------ Excerpted passage
Children Outside Society
Last night I shared a taxi from Tung Chung – oh how it pains me to spell it that way when it’s pronounced DUNG Chung – with a boy and his domestic helper. I noticed him at the taxi stand calling for a taxi in beautiful, cut-glass British English, and quickly wormed my way into that taxi deal. (I paid $50 though – hello!)
We got chatting and he told me he was 11, spent four hours going to school and back every day, had been born in Hong Kong and, of course I have to say, didn’t speak a single word of Cantonese.
Where else can children be born somewhere and not know a word of the local language? Mainland China, that’s where; not speaking to your children in your own language is the latest craze there. If that language isn’t imperialist Mandarin, naturally.
Which, in fact, my taxi gentleman was also learning. As are tens or hundreds of thousands of other kids, expat and Chinese, in this town. Local language: Bad! A completely different language enforced by a communist dictatorship: Good! Power doesn’t come out of the barrel of a gun in China anymore, it comes out of the mouths of babes.
The boy had been learning Mandarin for five years. And I can’t be sure if he was particularly obtuse; he certainly seemed very bright, but I suspect this is symptomatic of language teaching in Hong Kong: After five years of training, according to him, he could say “ni hao” and count to ten, as well as some other words. But he couldn’t make up a sentence.
So that’s the way Hong Kong prepares children to live in a society. They have to learn fluently two sentences of the language of a country they may visit twice a year in some distant future and whose every inhabitant is studying English 24/7 with the purpose of actually learning it. But make them able to talk to a taxi driver or a taxi central, perhaps even go shopping in the market, in the place they live? No no no.
------------
------ Data section
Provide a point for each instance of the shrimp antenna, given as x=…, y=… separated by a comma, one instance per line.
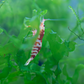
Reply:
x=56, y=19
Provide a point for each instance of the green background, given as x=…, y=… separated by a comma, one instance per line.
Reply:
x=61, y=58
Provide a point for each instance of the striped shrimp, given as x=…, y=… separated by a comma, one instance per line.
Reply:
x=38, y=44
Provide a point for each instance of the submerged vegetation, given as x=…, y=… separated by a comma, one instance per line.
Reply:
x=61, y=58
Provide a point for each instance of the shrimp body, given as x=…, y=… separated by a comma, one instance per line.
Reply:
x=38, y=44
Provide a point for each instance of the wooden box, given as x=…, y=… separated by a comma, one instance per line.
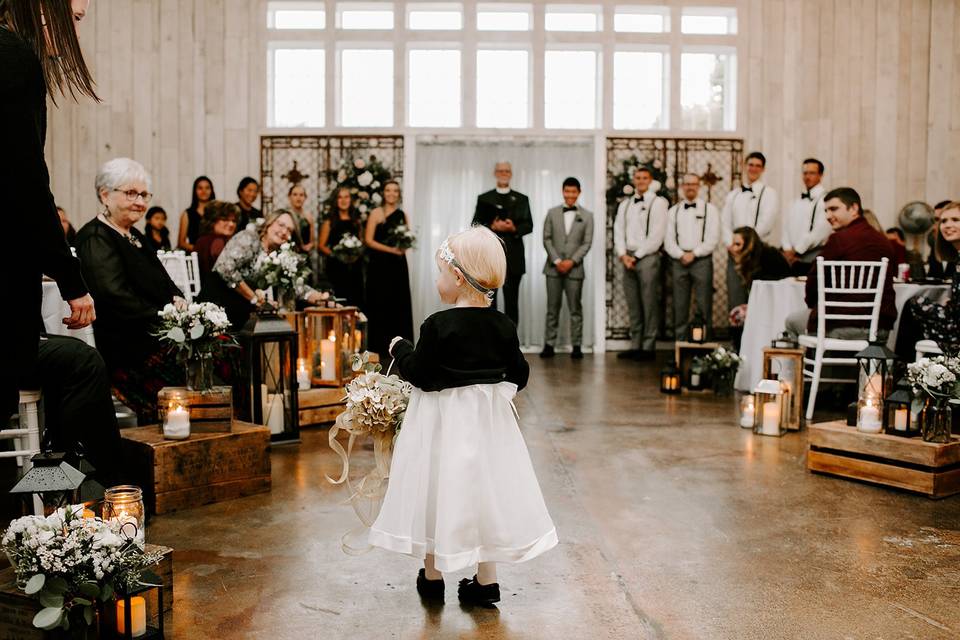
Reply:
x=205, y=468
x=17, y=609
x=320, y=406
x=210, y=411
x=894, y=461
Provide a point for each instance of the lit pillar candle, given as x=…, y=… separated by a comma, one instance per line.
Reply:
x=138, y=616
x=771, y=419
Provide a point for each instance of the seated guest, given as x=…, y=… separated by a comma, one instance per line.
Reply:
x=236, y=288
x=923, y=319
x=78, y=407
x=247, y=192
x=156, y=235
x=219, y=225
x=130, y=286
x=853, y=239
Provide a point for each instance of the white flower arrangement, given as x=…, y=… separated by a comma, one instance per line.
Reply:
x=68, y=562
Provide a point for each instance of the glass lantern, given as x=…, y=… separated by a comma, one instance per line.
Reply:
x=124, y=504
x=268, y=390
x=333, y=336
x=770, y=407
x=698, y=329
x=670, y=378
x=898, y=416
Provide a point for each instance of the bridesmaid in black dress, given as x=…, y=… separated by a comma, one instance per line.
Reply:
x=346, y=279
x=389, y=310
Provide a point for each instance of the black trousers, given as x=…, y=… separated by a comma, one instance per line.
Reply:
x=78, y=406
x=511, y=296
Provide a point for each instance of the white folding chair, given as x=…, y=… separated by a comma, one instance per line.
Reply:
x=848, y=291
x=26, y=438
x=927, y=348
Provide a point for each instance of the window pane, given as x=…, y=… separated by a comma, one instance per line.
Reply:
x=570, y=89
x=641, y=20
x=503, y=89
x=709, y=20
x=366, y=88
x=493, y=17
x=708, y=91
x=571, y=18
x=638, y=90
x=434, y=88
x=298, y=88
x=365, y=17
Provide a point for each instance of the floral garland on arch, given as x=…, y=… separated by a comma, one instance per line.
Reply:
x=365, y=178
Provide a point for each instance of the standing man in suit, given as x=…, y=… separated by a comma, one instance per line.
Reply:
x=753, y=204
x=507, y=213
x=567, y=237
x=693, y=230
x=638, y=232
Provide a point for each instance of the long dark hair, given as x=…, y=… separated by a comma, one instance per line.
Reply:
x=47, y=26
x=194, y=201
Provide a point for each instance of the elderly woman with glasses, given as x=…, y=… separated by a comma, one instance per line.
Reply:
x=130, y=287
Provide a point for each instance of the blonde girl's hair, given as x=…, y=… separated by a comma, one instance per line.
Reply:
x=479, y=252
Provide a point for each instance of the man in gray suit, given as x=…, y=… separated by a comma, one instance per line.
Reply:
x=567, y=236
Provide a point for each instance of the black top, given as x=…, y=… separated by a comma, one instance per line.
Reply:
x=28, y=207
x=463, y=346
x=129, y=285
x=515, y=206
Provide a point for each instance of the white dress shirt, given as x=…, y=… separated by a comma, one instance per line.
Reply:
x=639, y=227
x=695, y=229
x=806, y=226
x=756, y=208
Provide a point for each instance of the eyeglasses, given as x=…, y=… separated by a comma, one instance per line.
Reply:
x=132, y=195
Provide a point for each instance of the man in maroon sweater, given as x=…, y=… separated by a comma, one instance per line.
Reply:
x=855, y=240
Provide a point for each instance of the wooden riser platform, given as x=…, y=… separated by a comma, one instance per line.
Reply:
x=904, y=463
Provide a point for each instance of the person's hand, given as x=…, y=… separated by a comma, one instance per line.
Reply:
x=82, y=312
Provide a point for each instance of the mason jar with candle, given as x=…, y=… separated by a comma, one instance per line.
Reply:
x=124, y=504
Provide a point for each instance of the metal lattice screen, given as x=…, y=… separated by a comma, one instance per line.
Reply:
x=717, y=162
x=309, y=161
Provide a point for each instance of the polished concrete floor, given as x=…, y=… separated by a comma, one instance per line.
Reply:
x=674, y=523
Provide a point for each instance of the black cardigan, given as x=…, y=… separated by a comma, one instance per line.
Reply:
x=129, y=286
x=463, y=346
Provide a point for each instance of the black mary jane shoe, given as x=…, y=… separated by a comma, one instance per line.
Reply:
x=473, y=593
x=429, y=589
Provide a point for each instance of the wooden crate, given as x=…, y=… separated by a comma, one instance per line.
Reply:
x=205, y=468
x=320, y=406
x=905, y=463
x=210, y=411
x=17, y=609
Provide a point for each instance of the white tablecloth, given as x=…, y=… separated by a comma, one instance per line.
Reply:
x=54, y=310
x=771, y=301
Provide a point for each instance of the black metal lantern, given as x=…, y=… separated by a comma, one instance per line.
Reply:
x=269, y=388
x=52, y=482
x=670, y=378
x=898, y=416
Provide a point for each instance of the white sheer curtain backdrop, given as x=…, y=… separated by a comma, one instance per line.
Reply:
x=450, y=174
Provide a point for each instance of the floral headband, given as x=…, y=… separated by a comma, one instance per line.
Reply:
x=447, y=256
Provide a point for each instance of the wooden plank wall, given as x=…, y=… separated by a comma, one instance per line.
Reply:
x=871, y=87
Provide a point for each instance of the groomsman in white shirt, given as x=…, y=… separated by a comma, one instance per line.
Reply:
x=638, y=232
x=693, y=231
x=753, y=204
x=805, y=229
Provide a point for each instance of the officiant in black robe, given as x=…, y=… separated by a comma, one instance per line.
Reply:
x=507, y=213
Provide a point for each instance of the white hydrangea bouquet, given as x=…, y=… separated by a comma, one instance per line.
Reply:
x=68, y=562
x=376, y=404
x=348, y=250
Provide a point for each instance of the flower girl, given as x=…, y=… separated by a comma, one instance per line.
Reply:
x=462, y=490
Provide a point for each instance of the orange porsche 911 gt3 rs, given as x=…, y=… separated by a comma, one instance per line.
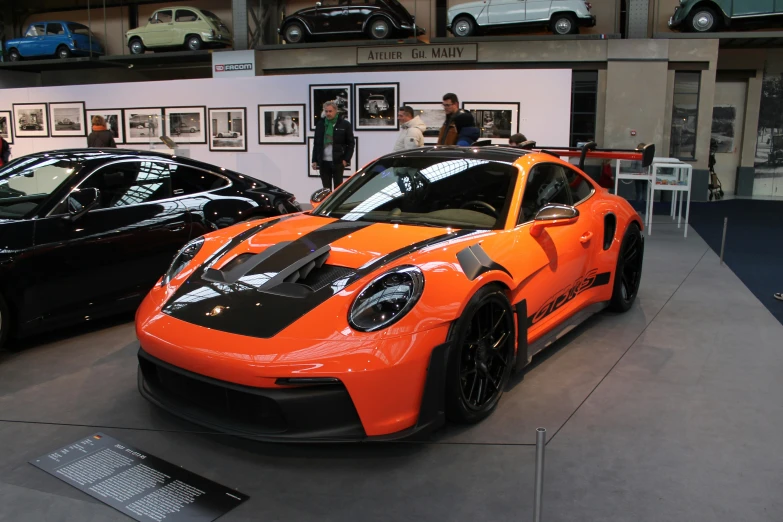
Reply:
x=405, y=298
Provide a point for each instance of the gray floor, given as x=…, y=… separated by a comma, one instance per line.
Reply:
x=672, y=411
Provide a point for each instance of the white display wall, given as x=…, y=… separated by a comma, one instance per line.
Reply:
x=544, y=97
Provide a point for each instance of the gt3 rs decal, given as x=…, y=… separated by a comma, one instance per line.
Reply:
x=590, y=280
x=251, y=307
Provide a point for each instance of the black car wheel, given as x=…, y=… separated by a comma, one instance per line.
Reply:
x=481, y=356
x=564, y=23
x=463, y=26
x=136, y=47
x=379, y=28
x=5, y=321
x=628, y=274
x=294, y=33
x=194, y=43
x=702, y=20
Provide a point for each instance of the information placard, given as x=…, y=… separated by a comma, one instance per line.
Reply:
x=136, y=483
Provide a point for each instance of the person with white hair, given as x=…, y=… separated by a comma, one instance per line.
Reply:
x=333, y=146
------------
Task
Reproduce the whole of "Children Outside Society" from above, word for word.

Completed task
Children Outside Society
Last night I shared a taxi from Tung Chung – oh how it pains me to spell it that way when it’s pronounced DUNG Chung – with a boy and his domestic helper. I noticed him at the taxi stand calling for a taxi in beautiful, cut-glass British English, and quickly wormed my way into that taxi deal. (I paid $50 though – hello!)
We got chatting and he told me he was 11, spent four hours going to school and back every day, had been born in Hong Kong and, of course I have to say, didn’t speak a single word of Cantonese.
Where else can children be born somewhere and not know a word of the local language? Mainland China, that’s where; not speaking to your children in your own language is the latest craze there. If that language isn’t imperialist Mandarin, naturally.
Which, in fact, my taxi gentleman was also learning. As are tens or hundreds of thousands of other kids, expat and Chinese, in this town. Local language: Bad! A completely different language enforced by a communist dictatorship: Good! Power doesn’t come out of the barrel of a gun in China anymore, it comes out of the mouths of babes.
The boy had been learning Mandarin for five years. And I can’t be sure if he was particularly obtuse; he certainly seemed very bright, but I suspect this is symptomatic of language teaching in Hong Kong: After five years of training, according to him, he could say “ni hao” and count to ten, as well as some other words. But he couldn’t make up a sentence.
So that’s the way Hong Kong prepares children to live in a society. They have to learn fluently two sentences of the language of a country they may visit twice a year in some distant future and whose every inhabitant is studying English 24/7 with the purpose of actually learning it. But make them able to talk to a taxi driver or a taxi central, perhaps even go shopping in the market, in the place they live? No no no.